Supplied material:
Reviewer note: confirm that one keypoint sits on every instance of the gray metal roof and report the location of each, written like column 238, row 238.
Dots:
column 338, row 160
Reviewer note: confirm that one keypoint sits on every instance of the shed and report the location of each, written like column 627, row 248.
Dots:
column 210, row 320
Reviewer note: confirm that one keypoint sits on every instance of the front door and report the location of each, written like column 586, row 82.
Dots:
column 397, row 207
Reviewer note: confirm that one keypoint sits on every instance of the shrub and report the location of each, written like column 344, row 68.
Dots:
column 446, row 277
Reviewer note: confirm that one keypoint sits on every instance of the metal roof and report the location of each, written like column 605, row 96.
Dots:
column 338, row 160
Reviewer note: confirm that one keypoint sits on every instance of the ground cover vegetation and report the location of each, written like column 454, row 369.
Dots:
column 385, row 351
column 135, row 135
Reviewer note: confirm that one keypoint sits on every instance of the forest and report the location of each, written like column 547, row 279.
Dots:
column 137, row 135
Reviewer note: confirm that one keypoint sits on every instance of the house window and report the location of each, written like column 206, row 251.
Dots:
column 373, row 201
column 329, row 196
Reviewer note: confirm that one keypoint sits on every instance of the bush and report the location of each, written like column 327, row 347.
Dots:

Task brief:
Copy the part of the listing that opens with the line containing "547, row 279." and runs through the end of the listing, putting "woodland" in place of "forest" and leaving everything else unchanged.

Solution to this problem:
Reviewer note: confirm that one keypoint sits on every instance of the woodland and report the location of each, written like column 547, row 279.
Dots:
column 137, row 135
Reviewer note: confirm that one keypoint sits on every instance of the house window and report the location of each, written like column 206, row 251.
Dots:
column 373, row 201
column 329, row 196
Reviewer note: confirm that one keypoint sits on every instance of the bush and report the location of each, written like column 327, row 347.
Dots:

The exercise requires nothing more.